> **WHAT YOU SHOULD DO**: Begin the copy at the line containing "the forest, the" and end it at the final line of the material below, reproducing each line exactly, without images.

Stored data entries
>>>>

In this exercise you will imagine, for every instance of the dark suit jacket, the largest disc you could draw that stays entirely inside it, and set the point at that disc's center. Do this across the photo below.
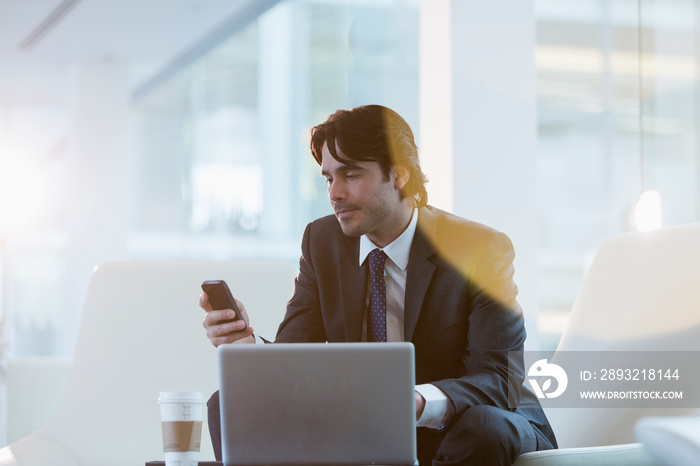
(460, 310)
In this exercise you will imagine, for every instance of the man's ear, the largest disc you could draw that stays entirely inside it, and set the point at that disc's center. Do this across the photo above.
(401, 176)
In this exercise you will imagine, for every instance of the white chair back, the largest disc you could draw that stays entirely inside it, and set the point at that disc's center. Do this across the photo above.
(141, 333)
(642, 293)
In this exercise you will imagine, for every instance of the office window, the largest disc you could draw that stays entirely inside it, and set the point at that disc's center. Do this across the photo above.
(596, 155)
(223, 166)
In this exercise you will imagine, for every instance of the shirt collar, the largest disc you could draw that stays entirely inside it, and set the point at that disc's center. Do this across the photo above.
(398, 250)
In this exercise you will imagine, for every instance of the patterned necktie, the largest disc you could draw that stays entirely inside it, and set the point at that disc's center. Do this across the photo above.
(376, 324)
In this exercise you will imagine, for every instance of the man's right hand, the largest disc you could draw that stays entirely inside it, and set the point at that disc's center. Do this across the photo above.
(219, 331)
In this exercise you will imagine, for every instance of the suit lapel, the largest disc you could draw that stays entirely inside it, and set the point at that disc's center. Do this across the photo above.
(420, 270)
(353, 289)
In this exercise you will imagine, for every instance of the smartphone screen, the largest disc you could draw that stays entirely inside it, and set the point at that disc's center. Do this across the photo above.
(220, 297)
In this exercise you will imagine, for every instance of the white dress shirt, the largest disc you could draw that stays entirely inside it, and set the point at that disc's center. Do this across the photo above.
(395, 270)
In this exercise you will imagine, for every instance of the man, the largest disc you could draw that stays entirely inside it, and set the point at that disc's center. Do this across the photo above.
(388, 267)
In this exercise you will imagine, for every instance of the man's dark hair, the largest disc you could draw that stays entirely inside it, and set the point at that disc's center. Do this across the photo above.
(373, 133)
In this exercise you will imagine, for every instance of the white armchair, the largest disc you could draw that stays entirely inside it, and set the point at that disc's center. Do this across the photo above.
(642, 292)
(140, 334)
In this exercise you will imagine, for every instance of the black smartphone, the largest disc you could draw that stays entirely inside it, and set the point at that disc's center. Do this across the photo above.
(220, 297)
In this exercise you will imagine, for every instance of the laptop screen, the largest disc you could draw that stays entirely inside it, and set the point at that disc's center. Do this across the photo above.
(318, 403)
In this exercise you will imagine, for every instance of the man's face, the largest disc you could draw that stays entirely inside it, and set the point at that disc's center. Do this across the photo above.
(364, 202)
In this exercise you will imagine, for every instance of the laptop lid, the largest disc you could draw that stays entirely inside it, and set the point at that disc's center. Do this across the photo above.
(317, 403)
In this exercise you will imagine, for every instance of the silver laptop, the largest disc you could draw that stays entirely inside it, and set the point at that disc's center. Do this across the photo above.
(318, 404)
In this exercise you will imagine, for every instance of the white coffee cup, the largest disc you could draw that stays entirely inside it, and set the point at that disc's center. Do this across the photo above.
(181, 421)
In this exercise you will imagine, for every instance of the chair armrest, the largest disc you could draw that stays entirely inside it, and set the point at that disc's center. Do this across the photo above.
(612, 455)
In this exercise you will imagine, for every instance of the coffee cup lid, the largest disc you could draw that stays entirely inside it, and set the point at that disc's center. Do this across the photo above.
(181, 397)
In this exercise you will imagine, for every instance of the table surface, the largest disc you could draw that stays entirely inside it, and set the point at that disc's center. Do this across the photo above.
(201, 463)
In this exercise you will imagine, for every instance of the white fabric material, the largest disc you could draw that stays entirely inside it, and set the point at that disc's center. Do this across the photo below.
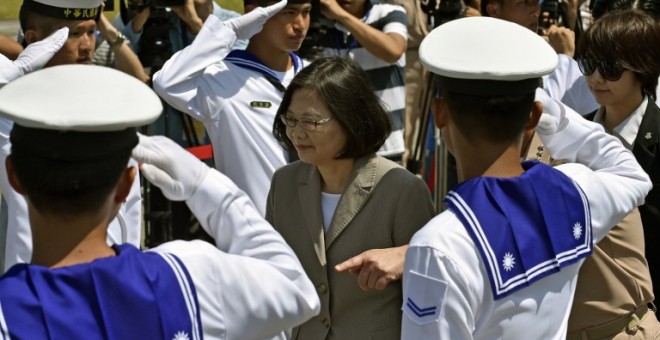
(249, 24)
(34, 57)
(328, 206)
(251, 286)
(198, 82)
(568, 85)
(394, 98)
(528, 56)
(129, 102)
(627, 130)
(174, 170)
(443, 251)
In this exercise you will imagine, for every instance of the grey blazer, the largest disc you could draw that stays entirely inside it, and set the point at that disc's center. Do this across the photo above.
(383, 206)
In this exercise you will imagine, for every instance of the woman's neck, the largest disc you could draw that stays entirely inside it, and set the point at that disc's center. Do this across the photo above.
(279, 61)
(63, 241)
(335, 176)
(615, 114)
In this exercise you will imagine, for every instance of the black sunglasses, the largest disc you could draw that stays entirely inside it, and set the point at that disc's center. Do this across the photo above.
(609, 71)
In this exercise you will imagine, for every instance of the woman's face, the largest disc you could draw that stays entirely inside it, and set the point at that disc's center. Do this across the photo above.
(612, 93)
(321, 146)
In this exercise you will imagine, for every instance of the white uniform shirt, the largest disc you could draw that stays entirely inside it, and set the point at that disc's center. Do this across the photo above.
(444, 268)
(627, 130)
(252, 285)
(228, 100)
(568, 85)
(18, 242)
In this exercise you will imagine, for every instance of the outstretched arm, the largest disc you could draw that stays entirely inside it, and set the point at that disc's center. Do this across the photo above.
(253, 284)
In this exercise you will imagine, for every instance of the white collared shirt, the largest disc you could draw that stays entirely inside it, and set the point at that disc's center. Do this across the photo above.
(627, 130)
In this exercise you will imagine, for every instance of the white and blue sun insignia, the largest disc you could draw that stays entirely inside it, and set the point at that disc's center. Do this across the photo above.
(508, 262)
(181, 335)
(577, 230)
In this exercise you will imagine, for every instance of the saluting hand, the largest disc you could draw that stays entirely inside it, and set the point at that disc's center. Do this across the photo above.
(376, 268)
(252, 22)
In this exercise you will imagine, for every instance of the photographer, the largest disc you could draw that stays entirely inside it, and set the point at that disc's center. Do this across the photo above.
(564, 83)
(375, 36)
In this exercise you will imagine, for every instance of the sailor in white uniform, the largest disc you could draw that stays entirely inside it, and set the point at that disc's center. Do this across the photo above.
(502, 261)
(250, 285)
(235, 94)
(15, 235)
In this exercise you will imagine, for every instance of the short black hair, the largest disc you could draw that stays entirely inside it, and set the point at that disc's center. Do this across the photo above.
(625, 37)
(34, 21)
(494, 118)
(68, 187)
(346, 89)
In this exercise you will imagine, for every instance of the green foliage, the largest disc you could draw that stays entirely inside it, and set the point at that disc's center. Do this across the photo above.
(9, 8)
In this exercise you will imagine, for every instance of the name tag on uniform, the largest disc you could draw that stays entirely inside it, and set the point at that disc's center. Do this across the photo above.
(423, 298)
(261, 105)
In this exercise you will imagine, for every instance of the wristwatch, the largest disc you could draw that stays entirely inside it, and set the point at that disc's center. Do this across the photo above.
(118, 40)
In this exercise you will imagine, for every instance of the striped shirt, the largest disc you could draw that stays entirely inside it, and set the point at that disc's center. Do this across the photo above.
(388, 79)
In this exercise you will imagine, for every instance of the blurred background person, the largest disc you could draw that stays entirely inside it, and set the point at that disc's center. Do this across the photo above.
(342, 208)
(622, 73)
(39, 19)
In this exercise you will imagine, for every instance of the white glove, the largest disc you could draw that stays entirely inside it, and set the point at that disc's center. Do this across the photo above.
(34, 57)
(553, 118)
(168, 166)
(251, 23)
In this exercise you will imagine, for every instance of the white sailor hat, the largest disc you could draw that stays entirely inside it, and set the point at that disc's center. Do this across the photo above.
(77, 112)
(486, 56)
(65, 9)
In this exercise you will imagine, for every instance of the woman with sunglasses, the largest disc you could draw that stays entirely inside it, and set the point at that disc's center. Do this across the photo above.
(343, 209)
(619, 57)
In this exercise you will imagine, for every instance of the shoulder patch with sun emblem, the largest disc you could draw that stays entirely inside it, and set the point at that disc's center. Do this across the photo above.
(508, 262)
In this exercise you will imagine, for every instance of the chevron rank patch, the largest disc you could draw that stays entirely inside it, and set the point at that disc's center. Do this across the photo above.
(260, 105)
(425, 298)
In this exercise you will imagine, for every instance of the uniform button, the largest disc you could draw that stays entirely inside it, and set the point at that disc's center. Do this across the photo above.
(322, 288)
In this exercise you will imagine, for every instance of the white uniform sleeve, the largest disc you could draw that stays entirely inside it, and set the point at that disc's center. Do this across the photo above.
(568, 85)
(178, 80)
(607, 172)
(257, 285)
(442, 296)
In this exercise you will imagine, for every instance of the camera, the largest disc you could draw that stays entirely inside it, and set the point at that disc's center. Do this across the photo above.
(139, 5)
(109, 5)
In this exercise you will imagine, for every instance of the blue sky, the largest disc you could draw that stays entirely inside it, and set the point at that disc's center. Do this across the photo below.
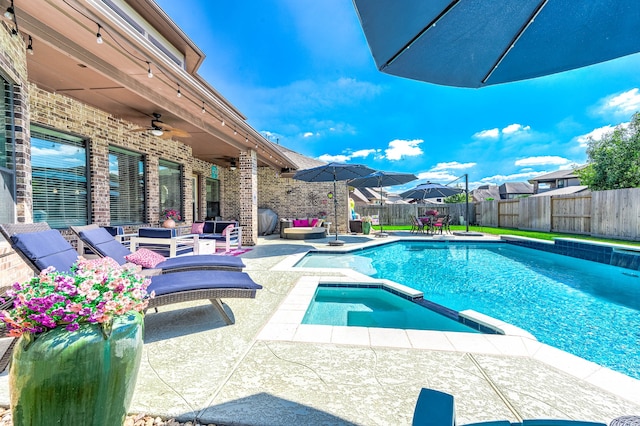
(302, 73)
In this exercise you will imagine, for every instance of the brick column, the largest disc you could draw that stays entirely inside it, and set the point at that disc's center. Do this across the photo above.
(248, 168)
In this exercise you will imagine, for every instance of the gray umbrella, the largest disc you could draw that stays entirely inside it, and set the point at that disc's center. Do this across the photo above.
(473, 43)
(333, 172)
(430, 190)
(379, 179)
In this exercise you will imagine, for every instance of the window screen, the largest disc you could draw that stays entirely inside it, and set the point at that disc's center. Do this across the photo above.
(7, 165)
(126, 186)
(59, 178)
(170, 186)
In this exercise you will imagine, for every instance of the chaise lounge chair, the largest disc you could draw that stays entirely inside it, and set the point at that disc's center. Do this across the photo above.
(42, 247)
(102, 243)
(435, 408)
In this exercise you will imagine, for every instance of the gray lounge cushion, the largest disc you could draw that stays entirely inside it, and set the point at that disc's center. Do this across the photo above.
(47, 248)
(200, 280)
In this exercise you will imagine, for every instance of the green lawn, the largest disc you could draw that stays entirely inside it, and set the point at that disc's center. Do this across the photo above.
(530, 234)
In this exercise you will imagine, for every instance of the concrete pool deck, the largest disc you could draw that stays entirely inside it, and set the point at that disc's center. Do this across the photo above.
(267, 369)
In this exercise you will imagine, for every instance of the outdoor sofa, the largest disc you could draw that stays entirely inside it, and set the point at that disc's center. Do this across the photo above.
(101, 242)
(42, 247)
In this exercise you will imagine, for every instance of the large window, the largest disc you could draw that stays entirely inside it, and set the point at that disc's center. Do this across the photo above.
(126, 186)
(59, 178)
(213, 198)
(170, 186)
(7, 164)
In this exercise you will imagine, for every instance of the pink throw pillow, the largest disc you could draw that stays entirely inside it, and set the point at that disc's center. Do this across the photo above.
(145, 258)
(227, 229)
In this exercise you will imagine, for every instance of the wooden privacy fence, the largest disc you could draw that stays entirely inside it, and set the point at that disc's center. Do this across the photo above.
(400, 214)
(609, 214)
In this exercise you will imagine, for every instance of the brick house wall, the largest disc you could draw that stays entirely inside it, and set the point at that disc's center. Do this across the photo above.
(13, 66)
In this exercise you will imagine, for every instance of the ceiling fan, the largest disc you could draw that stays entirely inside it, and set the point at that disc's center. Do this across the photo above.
(160, 129)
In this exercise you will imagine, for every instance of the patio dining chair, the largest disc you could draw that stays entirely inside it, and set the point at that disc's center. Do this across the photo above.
(102, 243)
(41, 247)
(416, 225)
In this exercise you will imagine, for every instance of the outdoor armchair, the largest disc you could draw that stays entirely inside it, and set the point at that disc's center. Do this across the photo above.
(42, 247)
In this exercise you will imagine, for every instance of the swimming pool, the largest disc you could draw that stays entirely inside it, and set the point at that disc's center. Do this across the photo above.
(585, 308)
(374, 307)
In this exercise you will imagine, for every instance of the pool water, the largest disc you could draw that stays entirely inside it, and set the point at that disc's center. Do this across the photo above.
(374, 307)
(585, 308)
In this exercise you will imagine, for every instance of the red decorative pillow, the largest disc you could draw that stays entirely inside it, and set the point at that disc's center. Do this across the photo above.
(145, 258)
(197, 228)
(227, 229)
(301, 222)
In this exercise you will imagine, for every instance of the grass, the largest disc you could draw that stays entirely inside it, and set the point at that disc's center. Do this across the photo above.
(530, 234)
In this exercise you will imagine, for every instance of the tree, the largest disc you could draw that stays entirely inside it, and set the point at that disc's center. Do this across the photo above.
(614, 160)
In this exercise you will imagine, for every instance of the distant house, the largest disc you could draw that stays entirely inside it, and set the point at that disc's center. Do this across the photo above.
(555, 180)
(511, 190)
(485, 192)
(506, 191)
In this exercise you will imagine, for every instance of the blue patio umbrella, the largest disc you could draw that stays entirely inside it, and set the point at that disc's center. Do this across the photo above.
(430, 190)
(381, 178)
(475, 43)
(333, 172)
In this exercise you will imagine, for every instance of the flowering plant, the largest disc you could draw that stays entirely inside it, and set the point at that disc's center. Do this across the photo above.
(96, 291)
(171, 214)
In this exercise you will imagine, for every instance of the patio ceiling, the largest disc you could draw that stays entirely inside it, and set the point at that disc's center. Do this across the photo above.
(112, 76)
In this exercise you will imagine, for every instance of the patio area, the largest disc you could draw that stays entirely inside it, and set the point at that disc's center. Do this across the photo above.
(267, 369)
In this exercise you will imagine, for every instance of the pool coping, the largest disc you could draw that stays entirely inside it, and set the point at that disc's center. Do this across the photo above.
(286, 325)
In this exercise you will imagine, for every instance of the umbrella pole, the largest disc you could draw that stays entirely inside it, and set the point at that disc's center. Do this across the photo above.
(335, 206)
(466, 193)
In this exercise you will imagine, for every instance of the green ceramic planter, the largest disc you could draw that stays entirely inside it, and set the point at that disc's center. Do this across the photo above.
(76, 378)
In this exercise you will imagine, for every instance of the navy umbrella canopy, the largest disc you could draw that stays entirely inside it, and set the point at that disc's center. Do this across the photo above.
(381, 178)
(474, 43)
(430, 190)
(333, 172)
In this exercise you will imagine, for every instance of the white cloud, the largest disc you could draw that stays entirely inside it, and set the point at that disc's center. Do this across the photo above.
(488, 134)
(363, 153)
(598, 134)
(515, 128)
(403, 148)
(334, 158)
(542, 160)
(626, 103)
(453, 165)
(436, 176)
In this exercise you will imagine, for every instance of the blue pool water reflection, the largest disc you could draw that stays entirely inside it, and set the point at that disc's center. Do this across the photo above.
(589, 309)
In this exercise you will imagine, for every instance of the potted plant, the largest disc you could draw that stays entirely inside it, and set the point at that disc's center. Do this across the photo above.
(366, 224)
(170, 216)
(79, 344)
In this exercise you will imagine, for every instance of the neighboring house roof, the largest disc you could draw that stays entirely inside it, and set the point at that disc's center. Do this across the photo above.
(560, 174)
(483, 192)
(515, 188)
(563, 191)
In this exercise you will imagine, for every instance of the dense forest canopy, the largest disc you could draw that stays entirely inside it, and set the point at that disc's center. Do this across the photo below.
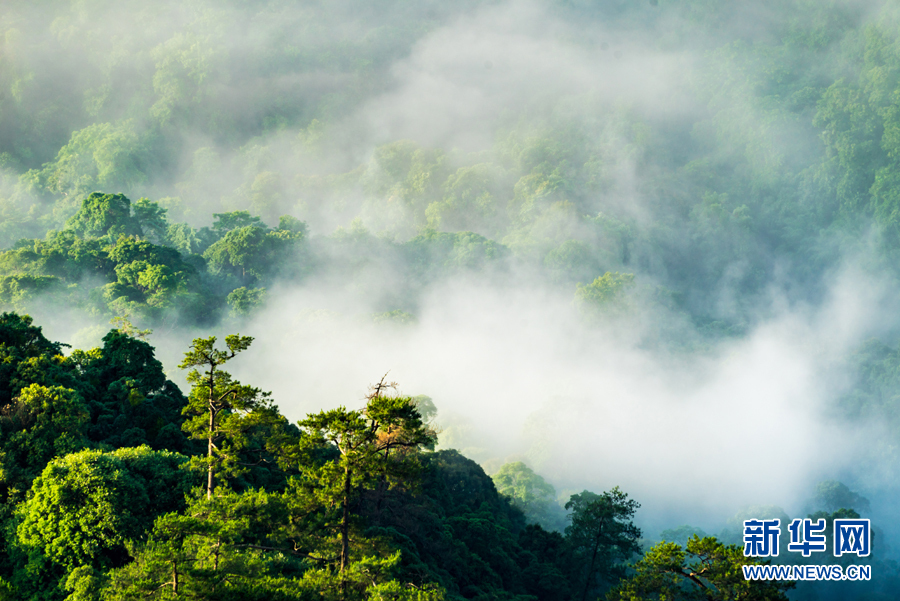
(639, 244)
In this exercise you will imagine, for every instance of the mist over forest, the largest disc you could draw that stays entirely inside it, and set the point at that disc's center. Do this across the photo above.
(643, 247)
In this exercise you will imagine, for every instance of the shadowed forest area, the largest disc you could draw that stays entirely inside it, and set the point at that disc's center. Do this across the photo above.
(633, 263)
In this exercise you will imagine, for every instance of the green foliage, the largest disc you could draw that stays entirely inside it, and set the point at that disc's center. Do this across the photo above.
(530, 493)
(703, 569)
(377, 446)
(602, 537)
(40, 424)
(86, 507)
(222, 411)
(104, 215)
(606, 295)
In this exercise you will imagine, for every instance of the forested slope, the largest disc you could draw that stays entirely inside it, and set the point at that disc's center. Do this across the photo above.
(678, 171)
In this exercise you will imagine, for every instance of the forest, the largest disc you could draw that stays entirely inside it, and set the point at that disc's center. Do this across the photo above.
(632, 264)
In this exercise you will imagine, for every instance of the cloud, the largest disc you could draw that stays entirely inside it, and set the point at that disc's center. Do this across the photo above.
(514, 372)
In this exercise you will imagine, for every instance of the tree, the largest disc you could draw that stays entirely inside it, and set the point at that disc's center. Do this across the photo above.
(375, 444)
(605, 295)
(704, 570)
(87, 507)
(221, 409)
(104, 214)
(601, 536)
(530, 492)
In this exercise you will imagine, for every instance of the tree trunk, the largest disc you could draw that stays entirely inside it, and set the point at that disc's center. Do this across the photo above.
(209, 447)
(587, 582)
(345, 532)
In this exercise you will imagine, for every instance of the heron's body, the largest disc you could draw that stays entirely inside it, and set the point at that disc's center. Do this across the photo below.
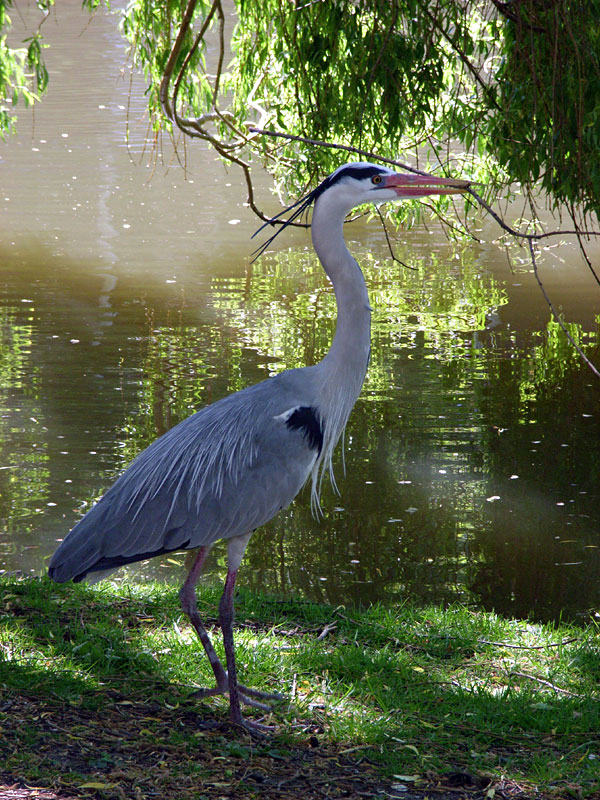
(229, 468)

<<<<

> **CORRECT ANSWER**:
In this exercise you will imagine, for every instance of the forest, the largest disc you could draw that stays entirely inside it, and set the point at that disc's center. Do this across the photo above.
(632, 264)
In this exercise you will imagine, for every instance of the cloud, the largest disc you could draw that stays entirely inside it, and set the point at that disc's center. Do this across the photo above.
(514, 372)
In this exercise you will imagine, for every instance of the tree, the largest disc you could draw that stays entirely inside it, and set the point at that disc's center. Do this across the photo above.
(375, 444)
(605, 295)
(704, 570)
(87, 507)
(221, 409)
(104, 214)
(601, 536)
(530, 492)
In this exercise you will imagine, for every instance of the tree trunk, the largest disc you could draw that stays entirely inside it, and set the point at that disc's center. Do this across the photo above.
(209, 447)
(587, 582)
(345, 532)
In this exercise you will imagine, for every instance of the heron's body, the largest disc you could draw that stays entirely inside it, and set the point at that disc's center. Do this across the photo below.
(229, 468)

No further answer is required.